Line by line, output the data that follows exactly as written.

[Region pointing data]
>>>>
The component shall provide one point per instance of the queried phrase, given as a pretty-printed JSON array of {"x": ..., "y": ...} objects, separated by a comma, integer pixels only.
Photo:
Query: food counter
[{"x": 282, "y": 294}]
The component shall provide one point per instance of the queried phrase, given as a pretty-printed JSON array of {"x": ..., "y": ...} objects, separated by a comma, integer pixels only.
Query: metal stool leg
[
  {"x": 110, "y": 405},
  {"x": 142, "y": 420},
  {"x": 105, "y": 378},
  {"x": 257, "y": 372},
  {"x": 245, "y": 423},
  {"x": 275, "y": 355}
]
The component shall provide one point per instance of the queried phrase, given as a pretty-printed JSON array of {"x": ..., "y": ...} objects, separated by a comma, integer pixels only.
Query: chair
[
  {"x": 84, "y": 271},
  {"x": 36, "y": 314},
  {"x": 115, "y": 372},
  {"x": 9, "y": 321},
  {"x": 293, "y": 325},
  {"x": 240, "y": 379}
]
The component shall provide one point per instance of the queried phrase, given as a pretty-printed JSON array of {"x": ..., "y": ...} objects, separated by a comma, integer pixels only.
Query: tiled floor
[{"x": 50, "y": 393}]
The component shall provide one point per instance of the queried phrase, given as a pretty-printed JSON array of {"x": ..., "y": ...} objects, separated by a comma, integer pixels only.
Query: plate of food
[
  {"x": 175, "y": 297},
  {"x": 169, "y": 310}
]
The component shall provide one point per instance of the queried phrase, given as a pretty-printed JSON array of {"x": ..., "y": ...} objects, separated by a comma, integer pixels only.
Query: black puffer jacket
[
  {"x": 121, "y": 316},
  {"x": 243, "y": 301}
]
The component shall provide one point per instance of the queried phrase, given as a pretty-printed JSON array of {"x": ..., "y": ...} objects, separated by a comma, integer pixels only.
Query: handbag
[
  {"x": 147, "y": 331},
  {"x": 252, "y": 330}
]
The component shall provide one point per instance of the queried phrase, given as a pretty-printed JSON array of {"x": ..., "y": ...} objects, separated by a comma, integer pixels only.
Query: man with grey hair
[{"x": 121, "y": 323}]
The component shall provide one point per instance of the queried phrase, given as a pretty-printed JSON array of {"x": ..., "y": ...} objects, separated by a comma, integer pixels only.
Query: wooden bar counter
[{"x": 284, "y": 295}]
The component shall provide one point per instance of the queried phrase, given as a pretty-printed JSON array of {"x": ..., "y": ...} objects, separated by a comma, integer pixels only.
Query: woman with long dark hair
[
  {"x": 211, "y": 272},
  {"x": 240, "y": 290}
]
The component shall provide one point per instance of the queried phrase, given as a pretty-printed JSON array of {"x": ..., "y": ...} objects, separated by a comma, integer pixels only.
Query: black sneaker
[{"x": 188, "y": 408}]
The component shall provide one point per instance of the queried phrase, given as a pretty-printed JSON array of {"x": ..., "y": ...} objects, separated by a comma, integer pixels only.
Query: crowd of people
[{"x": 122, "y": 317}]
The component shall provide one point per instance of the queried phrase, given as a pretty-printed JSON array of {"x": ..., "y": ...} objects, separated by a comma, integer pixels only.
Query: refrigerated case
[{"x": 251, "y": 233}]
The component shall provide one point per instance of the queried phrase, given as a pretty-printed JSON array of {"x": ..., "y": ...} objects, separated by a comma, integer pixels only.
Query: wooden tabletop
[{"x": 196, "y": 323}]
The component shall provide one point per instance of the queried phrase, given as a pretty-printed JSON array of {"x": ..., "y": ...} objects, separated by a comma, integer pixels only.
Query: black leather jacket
<<<<
**RESULT FOR THIS EXERCISE**
The component shall provide one point per instance of the queried phrase, given as a pretty-printed JSON array of {"x": ..., "y": ...} objects, separated by a comma, integer pixels only.
Photo:
Query: food counter
[{"x": 282, "y": 294}]
The component shall provide one point per instance of the queried phrase, given as a pretty-printed JSON array of {"x": ..., "y": ...} objects, separated by a comma, integer pixels only.
Query: metal stool leg
[
  {"x": 110, "y": 405},
  {"x": 142, "y": 420},
  {"x": 105, "y": 378},
  {"x": 257, "y": 372},
  {"x": 245, "y": 423},
  {"x": 275, "y": 355}
]
The component shall provide one point per instance of the queried phrase, given as a pretty-printed JSON array of {"x": ..., "y": ...} objects, separated by a comma, integer pixels only.
Query: chair
[
  {"x": 84, "y": 271},
  {"x": 36, "y": 314},
  {"x": 115, "y": 372},
  {"x": 9, "y": 321},
  {"x": 293, "y": 325},
  {"x": 240, "y": 379}
]
The component shall provide one point per instance of the queried phrase, given as a pretty-printed JSON array of {"x": ..., "y": ...} objects, separated by a comma, integer pixels only.
Query: tiled floor
[{"x": 50, "y": 393}]
The component shall provide one point per instance of the queried phrase, given as a pretty-printed JSON array of {"x": ..., "y": ...} objects, separated by a comma, integer pixels only.
Query: plate of food
[
  {"x": 175, "y": 297},
  {"x": 169, "y": 310}
]
The component shall provide one point per instance of the queried phrase, given as a pretty-printed JSON array of {"x": ..., "y": ...} objects, separated by a comma, integer pixels only.
Query: black puffer jacket
[
  {"x": 121, "y": 316},
  {"x": 243, "y": 301}
]
The component shall provide one point per instance of the queried phrase, given as a pretty-printed JSON array of {"x": ..., "y": ...} objects, separated by a comma, integer pixels only.
Query: handbag
[
  {"x": 147, "y": 331},
  {"x": 252, "y": 330}
]
The component shall provide one point per instance of the queried phrase, given as a pretty-printed JSON array of {"x": ..., "y": ...} objects, separated by a comma, integer pixels only.
Query: man with grey hair
[{"x": 121, "y": 323}]
The component shall provide one point per instance of the queried phrase, given as a pretty-printed JSON array of {"x": ..., "y": ...} objects, separated by a comma, integer pixels only.
Query: wooden bar counter
[{"x": 284, "y": 295}]
The component shall provide one point per instance of the queried phrase, given as a pretty-printed JSON array of {"x": ..., "y": ...} objects, separated by a comma, integer pixels only.
Query: woman with long dark hair
[
  {"x": 211, "y": 272},
  {"x": 240, "y": 290}
]
The component shall provide one point per instance of the queried phrase, given as a pretty-printed JSON array of {"x": ..., "y": ...} objects, separated by a comma, integer pixels only.
Query: black sneaker
[{"x": 188, "y": 408}]
The component shall provide one point per instance of the queried phrase, given as a pretty-printed JSON array of {"x": ..., "y": ...} objects, separated by a comma, integer pixels only.
Query: crowd of people
[{"x": 122, "y": 317}]
The component shall provide one point per instance of the queried phrase, given as a pretty-printed JSON array of {"x": ..., "y": ...} objects, separated by a comma, integer pixels only.
Query: refrigerated case
[{"x": 251, "y": 233}]
The component shall provide one point per instance of the queried phrase, given as a pretty-printed JSON array of {"x": ..., "y": ...} objects, separated by a comma, integer pixels only.
Query: wooden tabletop
[{"x": 196, "y": 323}]
The component shall provide one point per instance of the queried phrase, given as a pretty-printed JSON array of {"x": ..., "y": ...} objects, separated by a comma, integer pixels only.
Query: black leather jacket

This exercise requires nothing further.